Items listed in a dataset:
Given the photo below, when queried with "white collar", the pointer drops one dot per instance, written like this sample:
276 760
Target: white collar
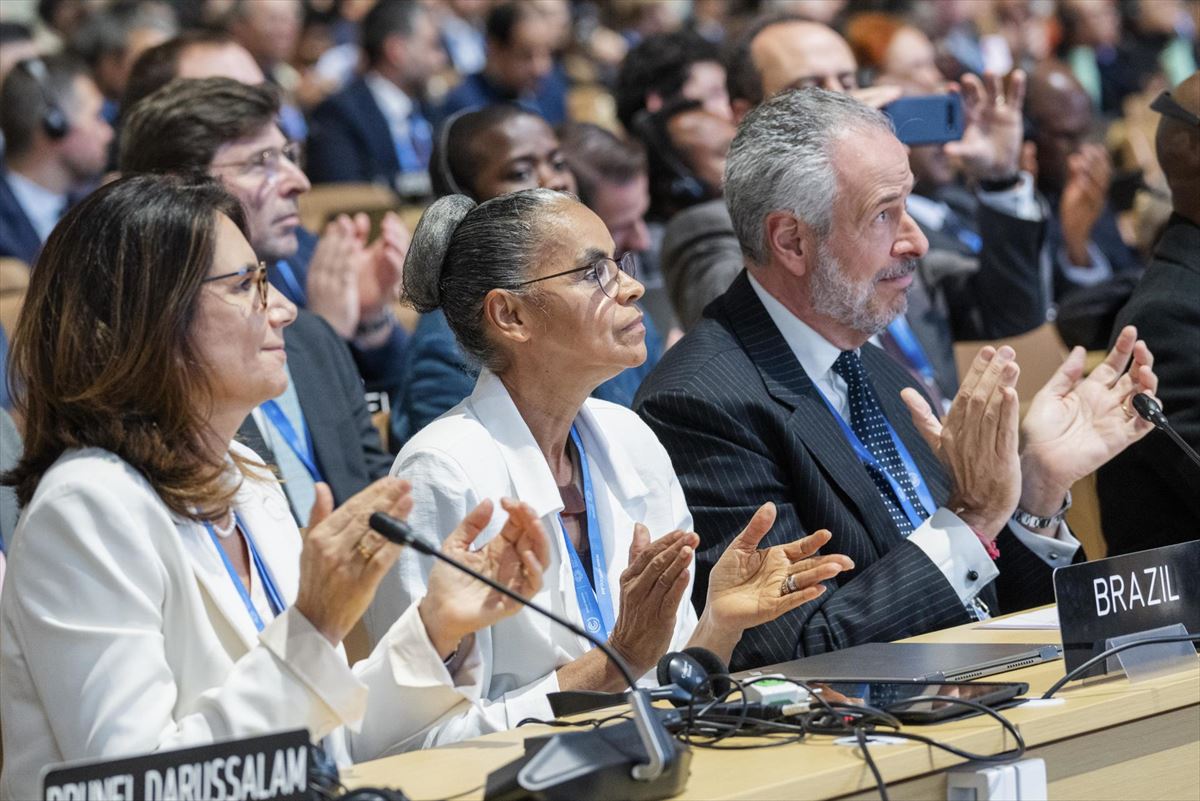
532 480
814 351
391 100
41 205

#### Your instructions
Write out every line of the data above without changing anything, and leave the pictures out.

#### Solution below
Given the photo below, when queried with "white collar", the pointer drops one dot per instance, written like this sample:
276 760
Target: white collar
532 480
814 351
391 100
41 205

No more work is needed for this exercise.